> [What you have to do] In the entries below, take the lines between the one containing "Wildlife-survey tagging: tag each instance of the gravel ground" and the one containing "(1000, 713)", inclusive, and write them out again with "single marker" replaced by "single point" and nothing else changed.

········

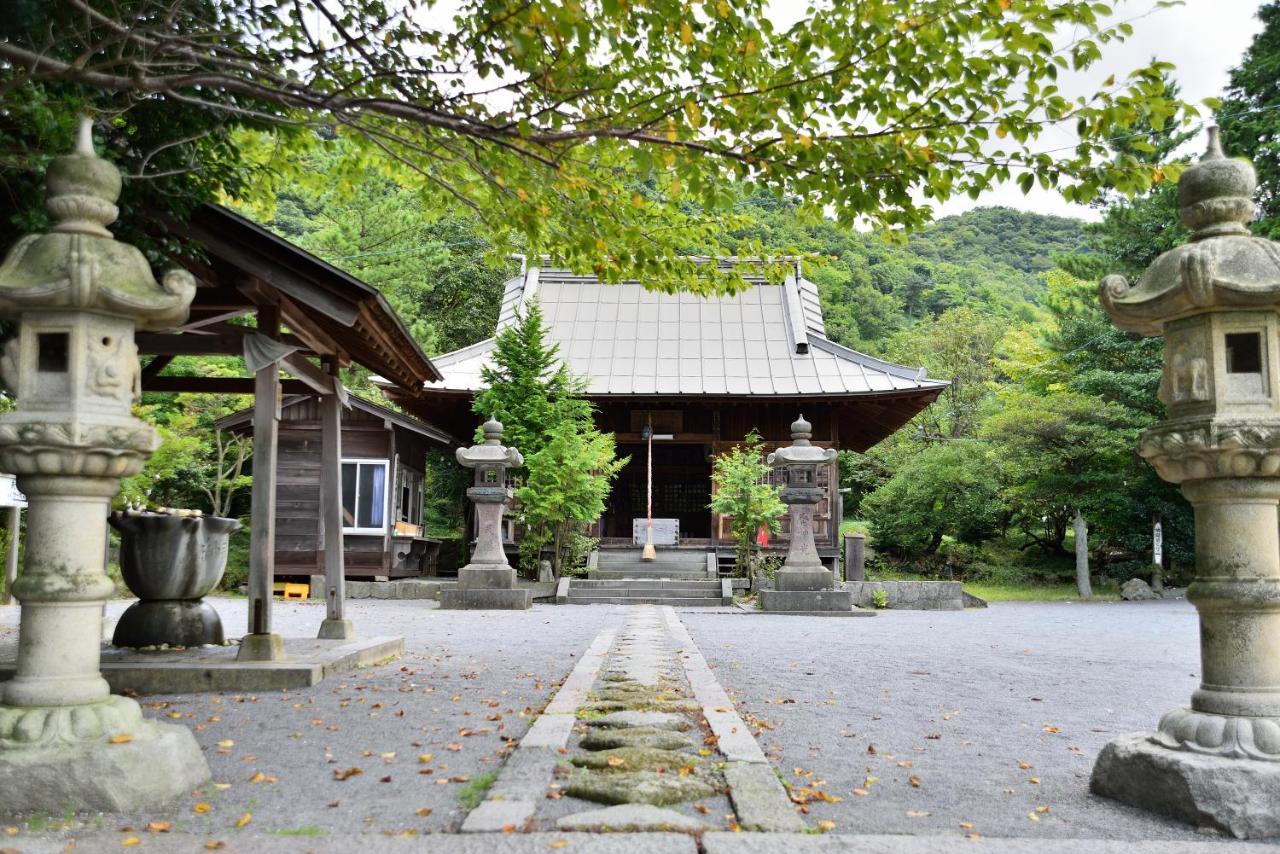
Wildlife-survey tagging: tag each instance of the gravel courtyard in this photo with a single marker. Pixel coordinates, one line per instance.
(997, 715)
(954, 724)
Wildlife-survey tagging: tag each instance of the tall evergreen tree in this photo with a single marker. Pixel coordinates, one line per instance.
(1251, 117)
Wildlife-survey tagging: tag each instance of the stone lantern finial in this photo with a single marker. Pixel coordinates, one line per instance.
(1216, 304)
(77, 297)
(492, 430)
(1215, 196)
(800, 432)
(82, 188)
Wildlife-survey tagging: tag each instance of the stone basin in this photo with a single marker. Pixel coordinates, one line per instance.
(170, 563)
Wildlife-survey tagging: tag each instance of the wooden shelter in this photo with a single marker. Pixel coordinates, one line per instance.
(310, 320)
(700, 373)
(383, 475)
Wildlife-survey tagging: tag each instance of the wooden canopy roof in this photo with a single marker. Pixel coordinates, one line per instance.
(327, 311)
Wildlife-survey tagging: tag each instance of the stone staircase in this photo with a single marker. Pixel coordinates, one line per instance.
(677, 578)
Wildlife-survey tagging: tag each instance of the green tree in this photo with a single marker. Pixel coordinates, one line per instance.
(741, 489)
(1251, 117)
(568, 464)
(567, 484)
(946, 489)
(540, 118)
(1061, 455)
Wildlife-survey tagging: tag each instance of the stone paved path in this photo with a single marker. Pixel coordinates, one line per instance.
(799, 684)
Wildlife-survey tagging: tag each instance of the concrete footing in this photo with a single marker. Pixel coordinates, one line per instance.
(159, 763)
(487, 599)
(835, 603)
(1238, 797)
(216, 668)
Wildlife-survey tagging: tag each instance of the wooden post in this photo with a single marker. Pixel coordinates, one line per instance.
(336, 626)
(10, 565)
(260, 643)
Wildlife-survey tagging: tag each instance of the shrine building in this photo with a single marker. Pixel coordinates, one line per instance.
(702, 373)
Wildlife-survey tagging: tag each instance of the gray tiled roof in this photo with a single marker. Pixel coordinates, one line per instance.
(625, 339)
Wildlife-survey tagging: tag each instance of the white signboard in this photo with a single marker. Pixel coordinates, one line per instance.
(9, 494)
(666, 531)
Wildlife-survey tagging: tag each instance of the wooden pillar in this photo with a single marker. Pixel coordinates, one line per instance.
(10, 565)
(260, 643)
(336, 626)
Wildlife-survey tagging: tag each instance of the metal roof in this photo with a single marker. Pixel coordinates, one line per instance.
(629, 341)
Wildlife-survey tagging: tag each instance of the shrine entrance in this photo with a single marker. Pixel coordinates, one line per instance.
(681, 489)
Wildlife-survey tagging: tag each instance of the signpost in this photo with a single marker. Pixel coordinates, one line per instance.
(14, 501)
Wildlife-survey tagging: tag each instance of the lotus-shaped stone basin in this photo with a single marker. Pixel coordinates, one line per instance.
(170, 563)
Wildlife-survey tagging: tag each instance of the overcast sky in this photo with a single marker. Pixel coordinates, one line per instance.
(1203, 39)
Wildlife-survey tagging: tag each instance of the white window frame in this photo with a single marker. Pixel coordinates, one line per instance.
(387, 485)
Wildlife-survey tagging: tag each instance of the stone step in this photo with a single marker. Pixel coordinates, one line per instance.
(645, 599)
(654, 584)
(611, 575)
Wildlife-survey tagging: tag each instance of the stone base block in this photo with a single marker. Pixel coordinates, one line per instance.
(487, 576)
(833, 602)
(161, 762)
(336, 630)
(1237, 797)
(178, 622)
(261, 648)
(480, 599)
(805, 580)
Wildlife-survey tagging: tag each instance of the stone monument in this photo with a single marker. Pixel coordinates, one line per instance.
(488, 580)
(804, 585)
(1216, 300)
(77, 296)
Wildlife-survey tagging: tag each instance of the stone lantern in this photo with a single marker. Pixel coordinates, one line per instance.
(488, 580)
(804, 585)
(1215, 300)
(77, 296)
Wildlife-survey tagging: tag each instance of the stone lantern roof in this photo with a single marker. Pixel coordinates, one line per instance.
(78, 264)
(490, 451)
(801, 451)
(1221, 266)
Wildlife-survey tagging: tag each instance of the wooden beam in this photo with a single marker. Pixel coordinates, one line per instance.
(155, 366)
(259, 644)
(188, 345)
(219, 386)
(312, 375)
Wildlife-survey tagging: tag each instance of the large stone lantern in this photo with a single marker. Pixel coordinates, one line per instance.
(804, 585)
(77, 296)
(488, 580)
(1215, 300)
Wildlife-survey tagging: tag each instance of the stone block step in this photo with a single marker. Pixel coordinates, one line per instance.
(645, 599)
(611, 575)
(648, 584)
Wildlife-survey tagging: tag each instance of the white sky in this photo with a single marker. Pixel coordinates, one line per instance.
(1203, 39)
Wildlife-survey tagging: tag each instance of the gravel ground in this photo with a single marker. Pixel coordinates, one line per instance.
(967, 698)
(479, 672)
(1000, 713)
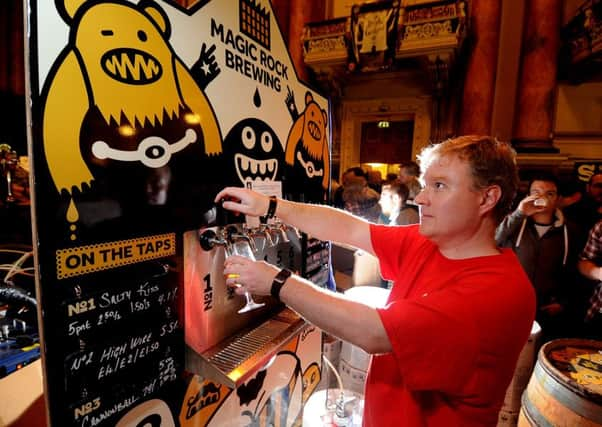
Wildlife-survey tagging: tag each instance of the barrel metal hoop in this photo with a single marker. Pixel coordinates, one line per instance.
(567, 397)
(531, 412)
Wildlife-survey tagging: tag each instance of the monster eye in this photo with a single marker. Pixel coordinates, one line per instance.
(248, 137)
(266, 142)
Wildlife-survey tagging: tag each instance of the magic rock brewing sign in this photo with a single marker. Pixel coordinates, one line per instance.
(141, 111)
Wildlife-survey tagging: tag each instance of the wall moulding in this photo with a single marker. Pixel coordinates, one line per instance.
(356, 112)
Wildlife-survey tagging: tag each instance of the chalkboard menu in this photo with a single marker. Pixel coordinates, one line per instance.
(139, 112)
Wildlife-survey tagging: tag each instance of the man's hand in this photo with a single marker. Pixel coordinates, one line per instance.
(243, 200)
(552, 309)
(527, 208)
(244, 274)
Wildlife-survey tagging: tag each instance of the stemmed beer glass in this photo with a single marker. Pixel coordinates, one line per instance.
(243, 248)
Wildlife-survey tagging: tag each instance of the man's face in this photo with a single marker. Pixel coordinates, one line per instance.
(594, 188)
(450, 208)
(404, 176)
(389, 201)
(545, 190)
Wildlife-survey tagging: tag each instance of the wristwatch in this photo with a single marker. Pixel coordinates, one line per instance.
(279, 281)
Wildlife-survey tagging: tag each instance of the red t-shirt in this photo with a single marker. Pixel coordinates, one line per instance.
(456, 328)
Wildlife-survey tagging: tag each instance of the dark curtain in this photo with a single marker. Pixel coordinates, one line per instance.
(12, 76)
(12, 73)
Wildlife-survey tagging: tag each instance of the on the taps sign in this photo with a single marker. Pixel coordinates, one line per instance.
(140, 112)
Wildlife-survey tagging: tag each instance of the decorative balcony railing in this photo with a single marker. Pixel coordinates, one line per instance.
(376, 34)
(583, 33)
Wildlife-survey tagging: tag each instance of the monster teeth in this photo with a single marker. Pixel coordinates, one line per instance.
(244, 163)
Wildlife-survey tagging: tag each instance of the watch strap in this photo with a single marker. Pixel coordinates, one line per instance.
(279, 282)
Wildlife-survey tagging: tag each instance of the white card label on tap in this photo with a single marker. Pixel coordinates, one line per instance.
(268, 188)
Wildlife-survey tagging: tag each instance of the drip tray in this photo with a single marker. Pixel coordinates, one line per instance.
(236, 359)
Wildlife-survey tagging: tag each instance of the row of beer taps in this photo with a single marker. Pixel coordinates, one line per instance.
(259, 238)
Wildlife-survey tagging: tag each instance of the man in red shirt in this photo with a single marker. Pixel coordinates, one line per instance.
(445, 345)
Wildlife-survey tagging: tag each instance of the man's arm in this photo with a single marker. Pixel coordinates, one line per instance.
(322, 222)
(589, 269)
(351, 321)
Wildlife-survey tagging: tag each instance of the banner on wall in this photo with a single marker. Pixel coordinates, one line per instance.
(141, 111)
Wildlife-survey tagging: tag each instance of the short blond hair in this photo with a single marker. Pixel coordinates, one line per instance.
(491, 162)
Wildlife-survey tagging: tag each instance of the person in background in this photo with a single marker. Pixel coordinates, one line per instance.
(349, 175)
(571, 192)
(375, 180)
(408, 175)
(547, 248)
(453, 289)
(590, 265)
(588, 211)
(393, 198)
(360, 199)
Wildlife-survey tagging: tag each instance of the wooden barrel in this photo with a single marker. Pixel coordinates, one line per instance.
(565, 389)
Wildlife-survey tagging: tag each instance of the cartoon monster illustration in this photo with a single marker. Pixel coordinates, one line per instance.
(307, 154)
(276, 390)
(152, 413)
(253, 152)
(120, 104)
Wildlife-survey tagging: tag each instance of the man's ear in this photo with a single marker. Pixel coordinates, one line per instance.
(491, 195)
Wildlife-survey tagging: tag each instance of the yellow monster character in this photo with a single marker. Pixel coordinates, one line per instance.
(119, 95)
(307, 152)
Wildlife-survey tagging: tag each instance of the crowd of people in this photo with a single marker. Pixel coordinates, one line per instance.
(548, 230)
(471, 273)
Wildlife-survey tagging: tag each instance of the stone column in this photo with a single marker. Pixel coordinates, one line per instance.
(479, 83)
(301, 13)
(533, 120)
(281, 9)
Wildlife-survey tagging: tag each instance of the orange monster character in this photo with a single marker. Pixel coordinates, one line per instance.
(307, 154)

········

> [Reply]
Wildlife-survey tagging: tag each instance of the gravel ground in this photo with a single point. Pixel coordinates, one line per instance.
(967, 698)
(479, 672)
(1000, 713)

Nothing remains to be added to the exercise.